That approach keeps rax both legible (open insn/arith/add.rs and read exactly what ADD does to the flags) and trustworthy (a regression suite stands between any change and the behavior it might break). It is also what makes the JIT possible: a native code generator is only safe if you can prove its output matches the interpreter, and the same oracle provides that proof.

Correctness is the main reason to build this rather than reach for QEMU, but not the only one. rax is MIT-licensed, while QEMU and Unicorn (the usual emulation engines) are GPL, which makes them awkward to embed in a binary-analysis product; a permissively licensed, well-tested emulator can ship alongside or inside reverse-engineering tools without GPL obligations, which benefits the whole ecosystem. And it is written in Rust, for memory safety and maintainability, rather than C.

* _Dataset entries_:
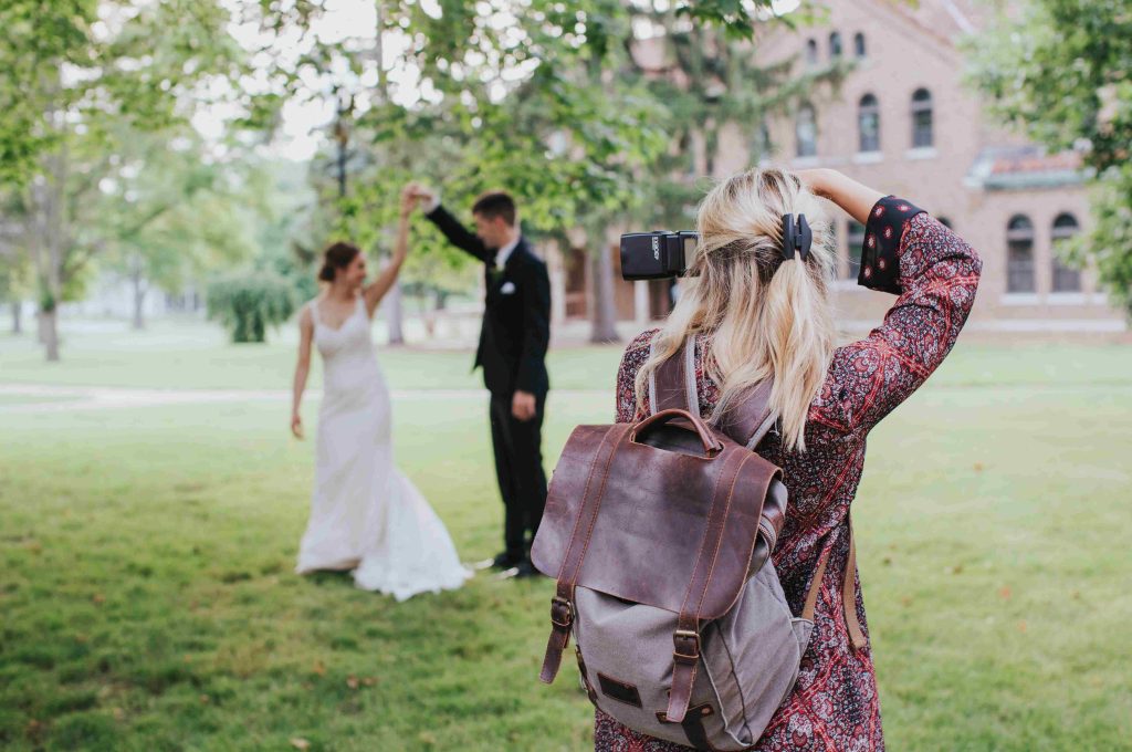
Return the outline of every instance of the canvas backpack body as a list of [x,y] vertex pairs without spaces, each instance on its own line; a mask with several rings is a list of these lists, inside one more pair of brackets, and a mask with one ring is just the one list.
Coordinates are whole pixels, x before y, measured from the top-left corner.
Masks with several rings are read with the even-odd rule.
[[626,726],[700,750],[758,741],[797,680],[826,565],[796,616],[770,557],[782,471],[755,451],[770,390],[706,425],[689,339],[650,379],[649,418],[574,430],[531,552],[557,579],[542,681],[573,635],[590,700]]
* * *
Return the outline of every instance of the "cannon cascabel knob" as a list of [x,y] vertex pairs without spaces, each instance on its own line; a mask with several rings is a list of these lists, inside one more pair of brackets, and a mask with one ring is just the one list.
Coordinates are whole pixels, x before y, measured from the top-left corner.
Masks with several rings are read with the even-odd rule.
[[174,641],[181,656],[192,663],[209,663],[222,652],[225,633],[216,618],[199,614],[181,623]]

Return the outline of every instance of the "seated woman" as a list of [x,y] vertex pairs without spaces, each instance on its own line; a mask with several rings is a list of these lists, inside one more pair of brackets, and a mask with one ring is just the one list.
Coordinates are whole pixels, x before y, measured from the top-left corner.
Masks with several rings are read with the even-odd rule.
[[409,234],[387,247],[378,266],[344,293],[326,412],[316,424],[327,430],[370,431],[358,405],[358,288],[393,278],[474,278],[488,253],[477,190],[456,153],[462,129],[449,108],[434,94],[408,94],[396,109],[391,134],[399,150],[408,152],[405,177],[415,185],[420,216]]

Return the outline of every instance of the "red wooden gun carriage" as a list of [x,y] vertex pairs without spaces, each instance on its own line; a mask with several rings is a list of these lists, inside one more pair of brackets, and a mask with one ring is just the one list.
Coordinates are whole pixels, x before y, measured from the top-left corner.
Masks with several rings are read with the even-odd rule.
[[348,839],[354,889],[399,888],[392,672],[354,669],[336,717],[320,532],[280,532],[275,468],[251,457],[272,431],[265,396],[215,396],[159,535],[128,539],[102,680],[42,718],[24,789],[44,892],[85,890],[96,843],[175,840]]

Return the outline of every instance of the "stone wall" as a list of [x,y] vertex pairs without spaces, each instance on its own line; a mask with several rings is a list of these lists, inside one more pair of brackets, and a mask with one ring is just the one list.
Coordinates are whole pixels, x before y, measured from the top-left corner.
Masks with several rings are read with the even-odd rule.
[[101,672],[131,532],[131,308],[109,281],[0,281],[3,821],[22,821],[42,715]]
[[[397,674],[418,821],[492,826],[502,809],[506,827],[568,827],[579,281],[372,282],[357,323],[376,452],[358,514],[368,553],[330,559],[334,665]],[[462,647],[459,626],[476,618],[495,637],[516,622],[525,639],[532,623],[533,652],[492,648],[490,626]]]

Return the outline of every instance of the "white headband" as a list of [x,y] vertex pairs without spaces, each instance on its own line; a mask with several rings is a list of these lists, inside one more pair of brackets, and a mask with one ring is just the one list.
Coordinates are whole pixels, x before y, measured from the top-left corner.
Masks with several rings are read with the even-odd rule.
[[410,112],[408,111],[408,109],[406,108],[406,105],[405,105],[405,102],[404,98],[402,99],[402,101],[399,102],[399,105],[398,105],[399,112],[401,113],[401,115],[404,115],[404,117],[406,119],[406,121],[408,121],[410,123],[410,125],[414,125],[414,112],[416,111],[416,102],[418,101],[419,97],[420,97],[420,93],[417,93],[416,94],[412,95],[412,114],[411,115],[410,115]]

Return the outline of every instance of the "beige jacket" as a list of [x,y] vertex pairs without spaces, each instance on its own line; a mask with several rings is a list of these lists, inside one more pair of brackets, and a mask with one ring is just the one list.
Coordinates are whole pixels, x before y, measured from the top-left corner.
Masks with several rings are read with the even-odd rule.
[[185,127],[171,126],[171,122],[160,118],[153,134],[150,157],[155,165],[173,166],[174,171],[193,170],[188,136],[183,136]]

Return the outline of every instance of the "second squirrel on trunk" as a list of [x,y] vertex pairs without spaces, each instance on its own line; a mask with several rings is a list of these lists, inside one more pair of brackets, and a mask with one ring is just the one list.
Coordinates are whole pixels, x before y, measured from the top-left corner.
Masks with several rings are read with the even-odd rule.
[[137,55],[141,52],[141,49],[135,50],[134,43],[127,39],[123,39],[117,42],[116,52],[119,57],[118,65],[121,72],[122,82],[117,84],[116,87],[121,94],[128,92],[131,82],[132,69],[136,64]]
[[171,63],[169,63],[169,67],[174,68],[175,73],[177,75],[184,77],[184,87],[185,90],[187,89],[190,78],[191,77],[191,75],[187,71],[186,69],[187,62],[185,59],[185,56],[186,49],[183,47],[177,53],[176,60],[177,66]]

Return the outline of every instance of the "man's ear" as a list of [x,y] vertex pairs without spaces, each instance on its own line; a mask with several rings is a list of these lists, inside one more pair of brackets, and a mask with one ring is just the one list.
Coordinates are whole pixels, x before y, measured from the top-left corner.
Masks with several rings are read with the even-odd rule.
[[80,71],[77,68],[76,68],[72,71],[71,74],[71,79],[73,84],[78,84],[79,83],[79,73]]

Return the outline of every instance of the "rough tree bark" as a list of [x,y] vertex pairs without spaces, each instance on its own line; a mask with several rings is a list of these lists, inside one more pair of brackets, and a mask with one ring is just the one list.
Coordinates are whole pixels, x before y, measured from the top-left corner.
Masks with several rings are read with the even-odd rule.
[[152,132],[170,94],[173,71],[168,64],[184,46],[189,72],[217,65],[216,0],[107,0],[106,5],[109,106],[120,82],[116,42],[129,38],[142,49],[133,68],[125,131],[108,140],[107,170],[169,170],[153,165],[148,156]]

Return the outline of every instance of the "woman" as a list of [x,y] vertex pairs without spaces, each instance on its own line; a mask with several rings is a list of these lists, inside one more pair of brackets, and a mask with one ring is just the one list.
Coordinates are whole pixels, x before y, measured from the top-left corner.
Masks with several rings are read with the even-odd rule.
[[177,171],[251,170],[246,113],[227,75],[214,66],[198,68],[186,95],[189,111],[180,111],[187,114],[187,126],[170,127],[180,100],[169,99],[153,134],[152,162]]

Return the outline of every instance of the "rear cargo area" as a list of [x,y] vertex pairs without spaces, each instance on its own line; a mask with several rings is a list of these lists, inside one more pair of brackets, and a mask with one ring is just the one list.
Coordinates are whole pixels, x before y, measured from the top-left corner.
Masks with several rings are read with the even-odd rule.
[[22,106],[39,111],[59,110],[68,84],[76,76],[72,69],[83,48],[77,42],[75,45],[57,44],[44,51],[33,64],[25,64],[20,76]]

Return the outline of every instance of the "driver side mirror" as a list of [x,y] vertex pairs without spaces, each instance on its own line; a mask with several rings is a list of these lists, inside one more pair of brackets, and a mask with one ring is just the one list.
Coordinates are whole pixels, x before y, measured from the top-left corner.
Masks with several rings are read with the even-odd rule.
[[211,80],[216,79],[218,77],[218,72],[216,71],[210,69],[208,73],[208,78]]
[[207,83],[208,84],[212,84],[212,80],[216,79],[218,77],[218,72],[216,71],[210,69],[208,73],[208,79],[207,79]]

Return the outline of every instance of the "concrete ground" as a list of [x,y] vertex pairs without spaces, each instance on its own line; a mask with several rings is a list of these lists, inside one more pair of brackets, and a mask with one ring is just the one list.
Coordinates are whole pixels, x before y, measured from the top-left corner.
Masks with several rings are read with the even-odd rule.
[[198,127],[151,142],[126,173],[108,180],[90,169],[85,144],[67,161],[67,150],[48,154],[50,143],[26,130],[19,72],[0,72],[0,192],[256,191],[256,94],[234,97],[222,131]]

* _Directive_: Reproduce the passage about the rax emulator between "That approach keeps" and "rather than C.", inclusive, switching "legible" to "readable".

* _Exercise result_:
That approach keeps rax both readable (open insn/arith/add.rs and read exactly what ADD does to the flags) and trustworthy (a regression suite stands between any change and the behavior it might break). It is also what makes the JIT possible: a native code generator is only safe if you can prove its output matches the interpreter, and the same oracle provides that proof.

Correctness is the main reason to build this rather than reach for QEMU, but not the only one. rax is MIT-licensed, while QEMU and Unicorn (the usual emulation engines) are GPL, which makes them awkward to embed in a binary-analysis product; a permissively licensed, well-tested emulator can ship alongside or inside reverse-engineering tools without GPL obligations, which benefits the whole ecosystem. And it is written in Rust, for memory safety and maintainability, rather than C.